Reproduce the following listing verbatim, line for line, without changing any wording or punctuation.

* * *

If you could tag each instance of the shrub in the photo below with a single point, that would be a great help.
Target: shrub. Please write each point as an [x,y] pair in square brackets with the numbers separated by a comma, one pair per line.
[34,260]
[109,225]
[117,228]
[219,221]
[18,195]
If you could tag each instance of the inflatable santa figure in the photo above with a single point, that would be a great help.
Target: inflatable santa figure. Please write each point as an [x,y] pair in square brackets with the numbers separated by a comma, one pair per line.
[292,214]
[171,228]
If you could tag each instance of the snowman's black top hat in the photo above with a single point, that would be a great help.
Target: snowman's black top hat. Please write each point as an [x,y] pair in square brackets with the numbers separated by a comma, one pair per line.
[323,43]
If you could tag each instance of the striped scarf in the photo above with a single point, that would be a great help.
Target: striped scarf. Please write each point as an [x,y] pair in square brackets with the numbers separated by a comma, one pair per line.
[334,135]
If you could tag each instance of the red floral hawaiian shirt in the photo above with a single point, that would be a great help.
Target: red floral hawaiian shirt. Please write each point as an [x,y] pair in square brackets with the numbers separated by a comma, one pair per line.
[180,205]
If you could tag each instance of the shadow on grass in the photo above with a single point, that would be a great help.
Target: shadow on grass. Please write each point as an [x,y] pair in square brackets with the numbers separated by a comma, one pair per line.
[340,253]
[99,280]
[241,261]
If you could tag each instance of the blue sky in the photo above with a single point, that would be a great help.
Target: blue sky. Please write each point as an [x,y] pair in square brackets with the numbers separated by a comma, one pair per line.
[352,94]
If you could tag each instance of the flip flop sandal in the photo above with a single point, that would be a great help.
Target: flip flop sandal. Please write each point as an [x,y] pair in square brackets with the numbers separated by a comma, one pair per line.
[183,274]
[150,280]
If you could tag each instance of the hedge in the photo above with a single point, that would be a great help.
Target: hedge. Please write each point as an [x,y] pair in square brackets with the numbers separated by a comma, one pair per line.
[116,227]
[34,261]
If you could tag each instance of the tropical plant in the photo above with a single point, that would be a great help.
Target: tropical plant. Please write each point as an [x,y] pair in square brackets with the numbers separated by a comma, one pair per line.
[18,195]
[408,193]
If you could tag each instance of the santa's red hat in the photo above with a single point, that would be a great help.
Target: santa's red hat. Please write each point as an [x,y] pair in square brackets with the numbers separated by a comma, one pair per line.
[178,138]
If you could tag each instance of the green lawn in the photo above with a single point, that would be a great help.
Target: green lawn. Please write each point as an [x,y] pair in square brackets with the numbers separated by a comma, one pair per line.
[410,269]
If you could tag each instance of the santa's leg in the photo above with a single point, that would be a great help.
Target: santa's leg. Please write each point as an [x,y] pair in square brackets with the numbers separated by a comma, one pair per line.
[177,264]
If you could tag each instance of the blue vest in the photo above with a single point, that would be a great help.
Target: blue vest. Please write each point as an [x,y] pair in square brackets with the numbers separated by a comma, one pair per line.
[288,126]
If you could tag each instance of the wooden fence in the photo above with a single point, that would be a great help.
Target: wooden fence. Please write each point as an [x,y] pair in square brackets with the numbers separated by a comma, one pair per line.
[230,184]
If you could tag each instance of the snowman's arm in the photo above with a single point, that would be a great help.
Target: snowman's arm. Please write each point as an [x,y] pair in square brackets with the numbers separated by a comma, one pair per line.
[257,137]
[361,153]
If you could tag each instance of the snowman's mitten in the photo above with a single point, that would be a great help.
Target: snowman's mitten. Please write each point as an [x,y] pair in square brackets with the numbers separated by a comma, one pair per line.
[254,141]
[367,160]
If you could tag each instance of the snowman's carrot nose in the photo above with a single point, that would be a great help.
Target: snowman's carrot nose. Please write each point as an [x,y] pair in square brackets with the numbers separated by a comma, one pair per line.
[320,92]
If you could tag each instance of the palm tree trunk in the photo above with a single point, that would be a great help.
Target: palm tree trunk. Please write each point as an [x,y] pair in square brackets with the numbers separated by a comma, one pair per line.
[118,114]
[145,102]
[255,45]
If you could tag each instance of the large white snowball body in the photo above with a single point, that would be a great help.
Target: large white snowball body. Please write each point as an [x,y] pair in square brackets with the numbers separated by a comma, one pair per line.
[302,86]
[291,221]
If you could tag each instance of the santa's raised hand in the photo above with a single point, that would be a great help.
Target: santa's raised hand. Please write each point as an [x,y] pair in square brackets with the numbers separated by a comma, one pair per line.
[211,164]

* * *

* _Response to the task_
If you could tag each instance of the shrub in the photo below with a single point, that would be a great help.
Target: shrub. Please write each point as an [x,y] pair in square brackets with the numbers separated by a comma, one pair per line.
[34,260]
[109,225]
[117,228]
[219,221]
[18,195]
If you could tag each instance of the inflatable santa figure in the photo above with a single point, that would be a great help.
Target: inflatable santa figure. Please write each point as an [x,y] pair in square brackets with the numbers separated by a comma, one pair per line.
[292,214]
[171,228]
If you could tag each instance of the snowman's black top hat in the photo above with a single point, that would be a great help.
Target: snowman's black top hat. Please write each point as an [x,y] pair in square brackets with the numbers separated by a comma, one pair per line.
[323,43]
If you could tag each instance of the striped scarf in the photo above with a single point, that would be a great help.
Target: striped scarf. Please write each point as an [x,y] pair in square brackets with the numbers separated by a comma, one pair per line.
[334,135]
If you could tag each instance of the red floral hawaiian shirt in the photo above with a single point, that would be a great help.
Target: red floral hawaiian shirt. Please write each point as an [x,y] pair in square brackets with the numbers separated by a comma, one pair per line.
[180,205]
If you could tag each instance of the shadow on grass in the photo above with a single point, that would be a great help.
Target: shadow on grass. Please write each point as an [x,y] pair in square brackets with the numbers separated by a comma, one pair per line.
[340,253]
[99,280]
[241,261]
If you could tag each instance of the blue sky in the photo above with a single point, that would be a great help.
Target: blue sky. Please write each point as an [x,y] pair in square brackets with the numbers separated by a comma, one pair per line.
[352,94]
If you could tag each instance of the flip flop sandal in the photo above with a single point, that would be a great help.
Target: flip flop sandal. Please write each point as an [x,y] pair in square brackets with the numbers separated by a comma, one pair per line.
[183,274]
[150,280]
If you could tag each instance of the hedge in the photo above with a single point, that would be a great help.
Target: hedge. Please write each point as an [x,y] pair in square brackets with the numbers separated by a comma, one pair per line.
[116,227]
[34,261]
If you could tag each instance of the tropical plant in the photo above with a single point, that would be a great help.
Target: tropical plant. Please write each point as an [x,y] pair in square brackets with the numbers separated by a comma, one pair per line.
[18,195]
[408,193]
If you could tag each instance of the santa's red hat in the photo above with a single point, that would be a great help.
Target: santa's red hat. Please write each point as an [x,y] pair in square brackets with the numbers separated by a comma, one pair per line.
[178,138]
If you could tag each instance of the green lawn in the photo above with a single point, that would be a great help.
Target: green lawn. Please write each point as an [x,y] pair in square brackets with the numbers separated by a comma, one pair per line.
[410,269]
If you could tag each instance of the santa's leg in the photo above with a single point, that would be a great help.
Target: santa's leg. Please write each point as an [x,y] pair in square brackets with the numbers separated by a comma, one pair per line.
[177,264]
If you could tag each instance of the blue vest in the photo above with a single point, that would be a great help.
Target: blue vest. Please write each point as an [x,y] pair in square brackets with the numbers separated by a comma, one pair per line.
[288,126]
If you could tag each instance of the wooden fence in the photo above with a single point, that would be a great help.
Target: wooden fence. Please write each point as an [x,y] pair in square brackets with the numbers separated by a comma, one pair per line.
[230,184]
If you could tag each instance of the snowman's arm in the photo above with a single point, that would be a great help.
Target: snowman's arm. Please write each point as an [x,y] pair in square brackets with the numbers separated by a comma, one pair per line.
[257,137]
[361,153]
If you could tag each instance of the snowman's mitten in the photo above with a single point, that would be a great help.
Target: snowman's mitten. Please write each point as an [x,y] pair in square brackets with the numbers separated by a comma, one pair per line.
[254,141]
[367,160]
If you could tag each instance of the snowman's carrot nose in the photo above with a single point, that would be a great help.
Target: snowman's carrot nose. Please write each point as an [x,y] pair in square brackets with the numbers separated by a comma, one pair per line.
[320,92]
If you could tag each instance of the palm tree trunk in the photo above with a single point, that would be a great help.
Target: palm tree trunk. Please write each point as an [x,y] pair in square brackets with the numbers separated by a comma, one pair per line.
[118,114]
[145,102]
[255,45]
If you could tag each instance of the large white snowball body in the photo above with a single point, that would be a great help.
Target: large white snowball body. Please write each point as an [x,y] pair in square brackets with the numbers separated by a comma, one pair per line.
[302,86]
[291,221]
If you could tag each instance of the santa's raised hand in the photo above with a single point, that would be a great help.
Target: santa's raised hand. Please write each point as an [x,y] pair in square brackets with the numbers separated by a comma, one pair per line.
[211,164]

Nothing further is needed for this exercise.